TO BE DONE:
Put the material below into a two-column CSV with the header row input,output. Each row should pair one labeling line (input) with all the box coordinates listed under it (output), both fields in double quotes with line breaks replaced by spaces, and the pictures left out.

RECORD LIST:
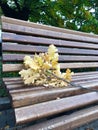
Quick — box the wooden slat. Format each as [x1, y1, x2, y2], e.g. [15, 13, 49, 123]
[22, 105, 98, 130]
[2, 43, 98, 55]
[3, 62, 98, 72]
[11, 82, 98, 107]
[5, 74, 98, 90]
[2, 32, 98, 49]
[15, 92, 98, 123]
[3, 54, 98, 62]
[2, 23, 98, 43]
[1, 16, 98, 38]
[9, 79, 98, 94]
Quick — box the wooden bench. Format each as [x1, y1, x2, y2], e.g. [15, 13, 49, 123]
[1, 17, 98, 130]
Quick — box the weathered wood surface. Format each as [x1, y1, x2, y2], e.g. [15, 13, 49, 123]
[21, 106, 98, 130]
[15, 92, 98, 123]
[2, 17, 98, 130]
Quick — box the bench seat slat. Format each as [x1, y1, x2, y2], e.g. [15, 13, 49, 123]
[22, 105, 98, 130]
[3, 54, 98, 62]
[15, 92, 98, 123]
[1, 17, 98, 130]
[6, 79, 98, 93]
[2, 16, 98, 38]
[11, 82, 98, 108]
[2, 43, 98, 55]
[3, 62, 98, 72]
[2, 32, 98, 49]
[2, 23, 98, 43]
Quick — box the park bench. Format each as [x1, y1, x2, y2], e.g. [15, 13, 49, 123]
[1, 16, 98, 130]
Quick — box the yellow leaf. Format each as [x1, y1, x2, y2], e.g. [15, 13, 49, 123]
[48, 45, 58, 59]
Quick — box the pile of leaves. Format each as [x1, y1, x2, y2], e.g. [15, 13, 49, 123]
[19, 45, 73, 87]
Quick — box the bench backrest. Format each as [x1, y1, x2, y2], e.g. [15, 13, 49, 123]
[1, 17, 98, 76]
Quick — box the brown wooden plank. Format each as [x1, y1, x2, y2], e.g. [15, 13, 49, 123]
[9, 79, 98, 94]
[2, 43, 98, 55]
[3, 62, 98, 72]
[2, 23, 98, 43]
[1, 16, 98, 38]
[2, 32, 98, 49]
[11, 82, 98, 107]
[5, 73, 98, 90]
[15, 92, 98, 123]
[22, 105, 98, 130]
[3, 54, 98, 62]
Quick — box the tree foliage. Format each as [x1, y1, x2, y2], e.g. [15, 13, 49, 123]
[0, 0, 98, 34]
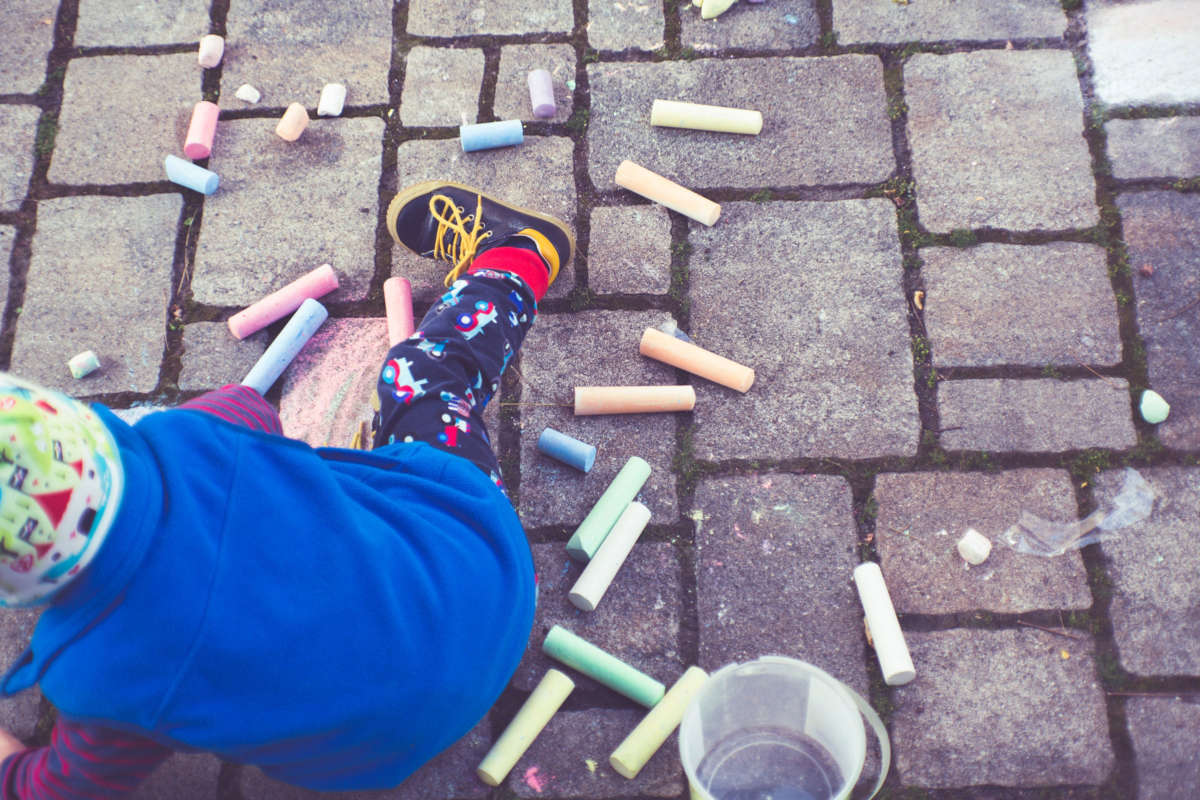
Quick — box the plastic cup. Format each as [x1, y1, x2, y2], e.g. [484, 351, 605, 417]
[679, 656, 866, 800]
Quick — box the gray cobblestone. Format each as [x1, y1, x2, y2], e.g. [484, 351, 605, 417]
[937, 378, 1138, 452]
[904, 50, 1098, 233]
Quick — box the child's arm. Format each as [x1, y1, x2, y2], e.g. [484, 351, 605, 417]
[0, 717, 172, 800]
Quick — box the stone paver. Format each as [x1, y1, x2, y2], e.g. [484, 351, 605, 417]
[689, 200, 920, 461]
[1096, 467, 1200, 675]
[1126, 697, 1200, 800]
[0, 106, 42, 211]
[588, 56, 895, 190]
[937, 378, 1138, 452]
[400, 47, 484, 126]
[892, 630, 1114, 796]
[1104, 116, 1200, 178]
[192, 118, 383, 306]
[833, 0, 1067, 44]
[904, 50, 1099, 233]
[920, 242, 1121, 367]
[74, 0, 209, 47]
[223, 0, 392, 107]
[692, 473, 866, 692]
[518, 311, 679, 529]
[1087, 0, 1200, 106]
[12, 194, 181, 395]
[493, 44, 575, 122]
[1117, 192, 1200, 447]
[49, 53, 196, 185]
[875, 469, 1092, 614]
[588, 205, 671, 294]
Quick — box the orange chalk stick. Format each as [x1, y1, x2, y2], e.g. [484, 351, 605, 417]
[616, 161, 721, 225]
[575, 386, 696, 416]
[638, 327, 754, 392]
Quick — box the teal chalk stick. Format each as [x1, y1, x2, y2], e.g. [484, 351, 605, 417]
[541, 625, 667, 709]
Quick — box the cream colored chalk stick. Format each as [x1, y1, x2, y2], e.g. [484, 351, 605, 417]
[475, 669, 575, 786]
[608, 667, 708, 780]
[638, 327, 754, 392]
[575, 386, 696, 416]
[650, 100, 762, 136]
[617, 161, 721, 225]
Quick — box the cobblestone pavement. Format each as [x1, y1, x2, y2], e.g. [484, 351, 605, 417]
[0, 0, 1200, 800]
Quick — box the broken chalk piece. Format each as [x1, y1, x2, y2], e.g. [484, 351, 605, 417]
[541, 625, 667, 708]
[241, 297, 329, 395]
[317, 83, 346, 116]
[566, 456, 650, 561]
[608, 667, 708, 780]
[67, 350, 100, 379]
[566, 500, 650, 612]
[538, 428, 596, 473]
[650, 100, 762, 134]
[528, 70, 558, 120]
[196, 34, 224, 70]
[475, 669, 575, 786]
[616, 161, 721, 227]
[162, 156, 221, 194]
[275, 103, 308, 142]
[184, 100, 221, 160]
[854, 561, 917, 686]
[229, 264, 337, 339]
[458, 120, 524, 152]
[638, 327, 754, 392]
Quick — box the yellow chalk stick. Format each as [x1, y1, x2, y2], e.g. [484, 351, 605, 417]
[650, 100, 762, 136]
[475, 669, 575, 786]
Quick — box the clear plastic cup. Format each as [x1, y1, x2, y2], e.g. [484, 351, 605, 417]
[679, 656, 866, 800]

COMPLETE OUTPUT:
input,output
"Quick — box the wooden slat. Format each as [x1, y1, x2, y2], e.g. [15, 13, 49, 123]","[22, 105, 98, 130] [2, 43, 98, 55] [3, 62, 98, 72] [11, 82, 98, 107] [5, 74, 98, 90] [2, 32, 98, 49] [15, 92, 98, 123] [3, 54, 98, 62] [2, 23, 98, 43] [1, 16, 98, 38] [9, 79, 98, 94]"
"Quick — box the wooden bench. Format each as [x1, y1, x2, y2], e.g. [15, 13, 49, 123]","[1, 17, 98, 130]"
"Quick — box the weathered wood surface. Format each as [x1, y1, x2, y2], e.g. [15, 13, 49, 123]","[21, 106, 98, 130] [15, 92, 98, 123] [2, 17, 98, 130]"
"Quick — box the bench seat slat. Format each as [x1, y1, x2, y2], e.g. [15, 13, 49, 123]","[22, 105, 98, 130] [3, 54, 98, 62] [15, 92, 98, 123] [1, 17, 98, 130] [6, 79, 98, 93] [2, 16, 98, 38] [11, 82, 98, 108] [2, 43, 98, 55] [3, 62, 98, 72] [2, 32, 98, 49] [2, 23, 98, 43]"
"Quick — box the park bench. Format each as [x1, y1, x2, y2], e.g. [15, 13, 49, 123]","[1, 16, 98, 130]"
"Quick — box the yellow leaf. Format each as [x1, y1, x2, y2], e.g. [15, 13, 49, 123]","[48, 45, 58, 59]"
"Quick — box the pile of leaves. Format each as [x1, y1, x2, y2], e.g. [15, 13, 49, 123]","[19, 45, 73, 87]"
"Quick — box the bench backrest. Format each as [x1, y1, x2, y2], e.g. [15, 13, 49, 123]","[1, 17, 98, 76]"
"Quick — box the brown wooden plank. Format each as [x1, y1, x2, y2], e.g. [15, 13, 49, 123]","[9, 79, 98, 94] [2, 43, 98, 55] [3, 62, 98, 72] [2, 23, 98, 43] [1, 16, 98, 38] [2, 32, 98, 49] [11, 82, 98, 107] [5, 73, 98, 90] [15, 92, 98, 123] [22, 105, 98, 130] [3, 54, 98, 62]"
"Quick — box the tree foliage. Format each as [x1, y1, x2, y2], e.g. [15, 13, 49, 123]","[0, 0, 98, 34]"
"Quick — box the plastic cup. Format each as [x1, y1, x2, y2], e.g. [484, 351, 605, 417]","[679, 656, 866, 800]"
"Quick — box the gray cobblestone. Format each as [x1, y1, x2, y2], e.g. [484, 351, 605, 417]","[937, 378, 1138, 452] [904, 50, 1098, 233]"
"Quick — box the child's arm. Format each as [x1, y1, x2, y2], e.g. [484, 351, 605, 417]","[0, 717, 172, 800]"
"Quick — box the stone paver. Format each as [x1, y1, x2, y2], e.g. [484, 351, 605, 417]","[689, 200, 920, 461] [1096, 467, 1200, 675] [1126, 697, 1200, 800] [0, 106, 42, 211] [588, 56, 895, 190] [937, 378, 1138, 452] [400, 47, 484, 126] [892, 630, 1114, 796] [1104, 116, 1200, 178] [192, 118, 383, 306] [833, 0, 1067, 44] [904, 50, 1099, 233] [920, 242, 1121, 367] [74, 0, 209, 47] [223, 0, 392, 107] [692, 473, 866, 692] [518, 311, 679, 529] [1087, 0, 1200, 106] [12, 194, 181, 395] [493, 44, 575, 122] [1117, 192, 1200, 447] [49, 53, 196, 185] [875, 469, 1092, 614] [588, 205, 671, 294]"
"Quick — box the orange chalk stick. Format each as [x1, y1, x2, y2], e.g. [484, 351, 605, 417]","[616, 161, 721, 225] [575, 386, 696, 416] [638, 327, 754, 392]"
"Quick — box the teal chalk stick. Format each as [x1, y1, x2, y2], e.g. [484, 351, 605, 417]","[541, 625, 667, 709]"
"Quick — box the cream colored chalk stick. Format each as [x1, y1, x2, y2], e.g. [484, 351, 605, 417]","[475, 669, 575, 786] [608, 667, 708, 780] [638, 327, 754, 392] [575, 386, 696, 416] [650, 100, 762, 136] [617, 161, 721, 225]"
"Quick — box the cobblestone pavement. Format each as [x1, y1, x2, y2], e.g. [484, 351, 605, 417]","[0, 0, 1200, 800]"
"Quick — box the broken chalk piece. Format each as [x1, y1, x2, y2], e.g. [484, 351, 605, 417]","[541, 625, 667, 708] [241, 297, 329, 395] [317, 83, 346, 116] [566, 456, 650, 561] [608, 667, 708, 780] [67, 350, 100, 379] [566, 500, 650, 612] [538, 428, 596, 473] [650, 100, 762, 134] [528, 70, 558, 120] [196, 34, 224, 70] [475, 669, 575, 786] [616, 161, 721, 227] [162, 156, 221, 194] [275, 103, 308, 142] [184, 100, 221, 160] [854, 561, 917, 686] [229, 264, 337, 339] [458, 120, 524, 152] [638, 327, 754, 392]"
"Quick — box the yellow chalk stick. Format each as [x1, y1, x2, y2], e.g. [484, 351, 605, 417]","[650, 100, 762, 136] [475, 669, 575, 786]"
"Quick — box the clear plastic cup. Format each as [x1, y1, x2, y2], e.g. [484, 351, 605, 417]","[679, 656, 866, 800]"